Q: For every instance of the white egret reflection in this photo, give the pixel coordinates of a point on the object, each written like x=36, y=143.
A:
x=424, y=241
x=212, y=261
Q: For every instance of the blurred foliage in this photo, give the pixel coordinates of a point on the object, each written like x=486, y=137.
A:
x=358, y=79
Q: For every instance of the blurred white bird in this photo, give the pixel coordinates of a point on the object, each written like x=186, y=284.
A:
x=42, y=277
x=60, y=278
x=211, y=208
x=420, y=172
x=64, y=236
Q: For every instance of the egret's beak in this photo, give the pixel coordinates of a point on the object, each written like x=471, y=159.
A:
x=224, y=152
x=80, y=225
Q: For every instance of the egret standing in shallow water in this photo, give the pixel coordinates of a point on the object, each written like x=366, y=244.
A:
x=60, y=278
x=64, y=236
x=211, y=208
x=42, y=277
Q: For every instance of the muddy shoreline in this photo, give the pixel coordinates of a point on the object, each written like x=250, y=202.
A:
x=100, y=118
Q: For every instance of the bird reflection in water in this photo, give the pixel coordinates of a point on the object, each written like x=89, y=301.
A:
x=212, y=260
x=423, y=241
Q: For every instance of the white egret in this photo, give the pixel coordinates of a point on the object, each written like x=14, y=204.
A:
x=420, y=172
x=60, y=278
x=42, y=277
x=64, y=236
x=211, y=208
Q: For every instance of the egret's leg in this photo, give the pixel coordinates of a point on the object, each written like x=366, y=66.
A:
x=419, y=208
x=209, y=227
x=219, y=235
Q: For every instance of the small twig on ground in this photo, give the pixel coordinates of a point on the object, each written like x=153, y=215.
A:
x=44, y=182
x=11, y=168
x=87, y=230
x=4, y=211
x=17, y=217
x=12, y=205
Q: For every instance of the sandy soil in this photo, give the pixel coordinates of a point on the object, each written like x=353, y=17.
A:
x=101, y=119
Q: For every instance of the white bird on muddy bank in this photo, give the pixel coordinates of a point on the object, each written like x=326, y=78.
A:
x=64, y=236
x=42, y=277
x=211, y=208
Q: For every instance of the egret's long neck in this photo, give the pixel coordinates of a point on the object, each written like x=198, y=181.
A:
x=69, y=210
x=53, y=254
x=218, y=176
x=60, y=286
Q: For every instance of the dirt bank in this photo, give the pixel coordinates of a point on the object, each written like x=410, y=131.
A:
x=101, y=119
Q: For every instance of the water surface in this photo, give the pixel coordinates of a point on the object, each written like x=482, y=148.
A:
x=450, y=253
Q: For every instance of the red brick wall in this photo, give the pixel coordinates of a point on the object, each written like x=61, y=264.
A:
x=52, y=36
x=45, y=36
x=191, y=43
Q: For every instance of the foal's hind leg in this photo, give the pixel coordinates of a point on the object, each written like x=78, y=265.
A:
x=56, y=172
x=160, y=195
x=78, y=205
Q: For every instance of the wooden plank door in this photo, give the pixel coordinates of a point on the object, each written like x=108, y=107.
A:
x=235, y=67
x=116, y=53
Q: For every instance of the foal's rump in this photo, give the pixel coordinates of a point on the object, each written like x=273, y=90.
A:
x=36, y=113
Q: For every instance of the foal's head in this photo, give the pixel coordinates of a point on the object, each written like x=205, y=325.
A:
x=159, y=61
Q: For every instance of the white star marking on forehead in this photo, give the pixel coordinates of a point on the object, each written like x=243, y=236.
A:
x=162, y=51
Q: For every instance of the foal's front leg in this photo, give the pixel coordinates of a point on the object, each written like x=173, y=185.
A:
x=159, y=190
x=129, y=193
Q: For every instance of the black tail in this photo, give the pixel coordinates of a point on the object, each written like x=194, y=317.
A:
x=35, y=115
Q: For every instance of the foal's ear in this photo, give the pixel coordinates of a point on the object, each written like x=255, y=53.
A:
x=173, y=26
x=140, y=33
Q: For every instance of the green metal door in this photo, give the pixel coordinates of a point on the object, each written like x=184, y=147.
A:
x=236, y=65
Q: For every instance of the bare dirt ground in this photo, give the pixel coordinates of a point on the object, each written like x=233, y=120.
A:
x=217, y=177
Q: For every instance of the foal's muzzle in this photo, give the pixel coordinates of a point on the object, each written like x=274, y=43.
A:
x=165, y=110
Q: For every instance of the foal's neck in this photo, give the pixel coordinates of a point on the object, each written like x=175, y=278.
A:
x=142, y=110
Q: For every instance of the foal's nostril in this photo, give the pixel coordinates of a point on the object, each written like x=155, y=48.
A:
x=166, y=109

####################

Lay out all the records above as a JSON list of strings, one string per line, and leave out any blank lines.

[
  "Q: For every instance of the white egret reflection in this photo, give the pixel coordinates of a point on the object, each written like x=36, y=143.",
  "A:",
  "x=424, y=241",
  "x=212, y=261",
  "Q: For every instance of the blurred foliage in this photo, give the pixel coordinates of a point on the object, each written like x=486, y=137.",
  "A:",
  "x=358, y=79",
  "Q: For every instance of the blurred white bird in this photo, give the pixel coordinates of a point on the object, each written like x=186, y=284.",
  "A:",
  "x=42, y=277",
  "x=60, y=278",
  "x=211, y=208",
  "x=420, y=172",
  "x=64, y=236",
  "Q: For every instance of the egret's beak in this photo, give the pixel coordinates of a point on the object, each written like x=471, y=159.",
  "A:",
  "x=224, y=152",
  "x=80, y=225",
  "Q: For every instance of the egret standing in shallow water in this photo, give the pixel coordinates of a point on the object, each written like x=366, y=244.",
  "A:",
  "x=60, y=278",
  "x=64, y=236",
  "x=211, y=208",
  "x=42, y=277",
  "Q: For every instance of the muddy shoreline in this photo, give the pixel coordinates of a point on the object, each written like x=250, y=202.",
  "A:",
  "x=100, y=118",
  "Q: For every instance of the bird reflection in water in this photo, give the pixel coordinates of a point on the object, each written like x=89, y=301.",
  "A:",
  "x=212, y=260",
  "x=423, y=241",
  "Q: For every instance of the white egret in this photo, give the pixel coordinates of a point on the object, each written like x=14, y=204.",
  "A:",
  "x=420, y=172",
  "x=60, y=278",
  "x=42, y=277",
  "x=64, y=236",
  "x=211, y=208",
  "Q: For every instance of the egret's leg in this photo, give the pixel coordinates of a point on the object, each written like x=366, y=66.",
  "A:",
  "x=419, y=208",
  "x=209, y=227",
  "x=219, y=235",
  "Q: For every instance of the small twig on ground in this photo, give the pixel coordinates of a point on the object, each written like x=153, y=215.",
  "A:",
  "x=44, y=182",
  "x=11, y=168",
  "x=87, y=230",
  "x=4, y=211",
  "x=17, y=217",
  "x=12, y=205",
  "Q: For every instance of the sandy soil in this photo, give the pixel coordinates of a point on the object, each written like x=353, y=17.",
  "A:",
  "x=101, y=119",
  "Q: For every instance of the white bird on muddy bank in this photo, give the pixel coordinates of a point on the object, each written like x=326, y=78.",
  "A:",
  "x=64, y=236",
  "x=42, y=277",
  "x=211, y=208",
  "Q: For every instance of the egret's long neck in this photo, give the pixel coordinates of a point on the object, each written like x=198, y=181.",
  "A:",
  "x=69, y=210",
  "x=53, y=254",
  "x=218, y=176",
  "x=60, y=286",
  "Q: For every instance of the dirt bank in this photo, give the pixel coordinates of a point on the object, each written like x=410, y=131.",
  "A:",
  "x=101, y=119",
  "Q: For every instance of the water surface in this photo, give the pixel coordinates of a point on the object, each written like x=482, y=148.",
  "A:",
  "x=450, y=253",
  "Q: For every instance of the red brick wall in this photo, give the pixel coordinates of a point on the object, each written like x=61, y=264.",
  "A:",
  "x=52, y=36",
  "x=45, y=36",
  "x=191, y=43",
  "Q: For every instance of the foal's hind leg in this photo, give the pixel coordinates of a point on the object, each written like x=78, y=265.",
  "A:",
  "x=56, y=172",
  "x=160, y=195",
  "x=78, y=205",
  "Q: For every instance of the wooden plank door in this photo, give the pixel coordinates of a point on the object, each written like x=108, y=107.",
  "A:",
  "x=235, y=67",
  "x=116, y=53",
  "Q: For every instance of the foal's rump in this photo, give the pixel coordinates of a point on the object, each written like x=273, y=90.",
  "A:",
  "x=36, y=113",
  "Q: For every instance of the foal's head in this photo, give the pixel coordinates of a point on the object, each written like x=205, y=325.",
  "A:",
  "x=159, y=61",
  "Q: For every instance of the white star marking on forehead in this photo, give the pixel coordinates of a point on the object, each written like x=243, y=236.",
  "A:",
  "x=162, y=51",
  "Q: For every instance of the foal's front leg in this photo, give the pixel coordinates of a point on the object, each written like x=173, y=185.",
  "A:",
  "x=159, y=190",
  "x=129, y=193",
  "Q: For every instance of the black tail in this photo, give the pixel coordinates of a point on the object, each written like x=194, y=317.",
  "A:",
  "x=35, y=115",
  "Q: For every instance of the foal's ear in this photo, give the pixel coordinates of a point on the object, each written like x=255, y=53.",
  "A:",
  "x=173, y=26",
  "x=140, y=33",
  "Q: For every instance of the green metal door in this photo, give the pixel coordinates of a point on the object, each written like x=184, y=147.",
  "A:",
  "x=236, y=65",
  "Q: For every instance of the bare dirt ground in this photo, give the pixel coordinates of a point on the object, each written like x=233, y=120.",
  "A:",
  "x=217, y=177",
  "Q: For every instance of the foal's muzzle in this photo, give the pixel coordinates of a point on the object, each written like x=274, y=43.",
  "A:",
  "x=165, y=110",
  "Q: For every instance of the foal's neck in this photo, give the pixel coordinates of a point on the object, each written like x=175, y=278.",
  "A:",
  "x=142, y=110",
  "Q: For every instance of the foal's nostril in this photo, give the pixel coordinates of a point on the object, each written like x=155, y=48.",
  "A:",
  "x=166, y=109"
]